§ **Aim of the task**:
Rewrite every line of the data, starting at the line containing "Draw the outline of every instance of the **dog's hind" and ending at the end of the data, and shift each outline by adding 56 to every x and y coordinate.

§ **Record excerpts**:

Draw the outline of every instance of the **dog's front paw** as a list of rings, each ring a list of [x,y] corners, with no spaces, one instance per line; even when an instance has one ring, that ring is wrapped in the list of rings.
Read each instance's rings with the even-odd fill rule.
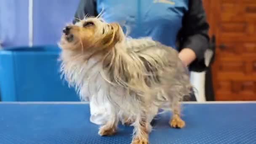
[[[181,128],[185,126],[185,122],[178,116],[175,116],[170,122],[170,125],[172,128]]]
[[[134,138],[131,144],[149,144],[149,141],[147,139],[140,139],[139,137]]]
[[[116,128],[105,125],[100,128],[98,133],[101,136],[110,136],[115,134],[116,132]]]

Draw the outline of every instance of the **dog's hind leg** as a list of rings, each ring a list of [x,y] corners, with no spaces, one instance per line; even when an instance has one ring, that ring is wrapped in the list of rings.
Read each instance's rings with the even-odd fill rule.
[[[148,144],[150,126],[146,115],[138,116],[134,123],[134,133],[132,144]]]

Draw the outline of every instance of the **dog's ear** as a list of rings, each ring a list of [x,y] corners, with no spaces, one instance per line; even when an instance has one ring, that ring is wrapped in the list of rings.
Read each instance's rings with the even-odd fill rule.
[[[111,23],[109,25],[111,29],[101,41],[104,47],[112,47],[117,43],[122,41],[125,37],[123,29],[119,24]]]
[[[115,33],[115,40],[116,42],[121,41],[125,37],[125,35],[120,25],[117,23],[110,24],[112,30]]]

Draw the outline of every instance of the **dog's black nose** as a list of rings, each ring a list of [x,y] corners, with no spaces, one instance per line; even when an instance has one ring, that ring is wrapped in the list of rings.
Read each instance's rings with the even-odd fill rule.
[[[70,26],[67,26],[66,27],[63,29],[62,31],[63,33],[66,34],[66,35],[67,35],[69,33],[69,31],[71,29],[71,27]]]

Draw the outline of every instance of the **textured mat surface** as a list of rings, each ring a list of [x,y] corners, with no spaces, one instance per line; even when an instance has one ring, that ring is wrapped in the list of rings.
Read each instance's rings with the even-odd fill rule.
[[[186,127],[157,117],[150,144],[256,144],[256,104],[184,105]],[[133,128],[100,137],[86,104],[0,104],[0,144],[130,144]]]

§ **Output of the task**:
Draw the outline of every instance of the **dog's hind leg** as a list of rings, each ring a list of [x,y] corners, with no spaces, one instance per line; even when an instance has one ring, that ring is wrapped in the list of rings.
Read each instance's rings with the even-odd fill rule.
[[[204,200],[206,182],[202,171],[194,172],[190,179],[190,189],[188,200]]]

Draw the outline of every instance of the **dog's ear** as a list of rings, each ring a list of [x,y] corners, with no spaces, one instance per line; even when an instance has one ring, that ring is wrapped in the list of rings.
Read each instance's rings with the even-odd fill rule.
[[[167,79],[165,81],[167,85],[157,97],[160,103],[168,103],[173,99],[178,97],[181,93],[179,85],[175,80]]]
[[[171,89],[171,96],[172,98],[177,97],[181,93],[181,91],[176,81],[173,79],[166,80],[168,86]]]

Draw the outline of every instance of the **dog's black nose** as a list of rings, each ring a list of [x,y] corners, with no spaces, one instance per line; even when an instance has one ring, that ring is wrapped in the list of rings.
Read each instance's rings with the even-odd fill rule.
[[[126,82],[123,82],[122,83],[119,85],[118,87],[119,89],[122,90],[122,91],[123,91],[125,89],[125,87],[127,85],[127,83]]]

Draw the outline of every instance of the **textured mat surface** as a list of rings, each ring a list of [x,y] corners, with no spaces, one instance per line; even when an instance has one ring, that ring is wrapped in the list of rings.
Read each instance's rings with the even-odd fill rule.
[[[242,183],[213,173],[206,200],[312,200],[312,160],[240,161]],[[189,184],[156,193],[142,160],[56,160],[56,200],[186,200]]]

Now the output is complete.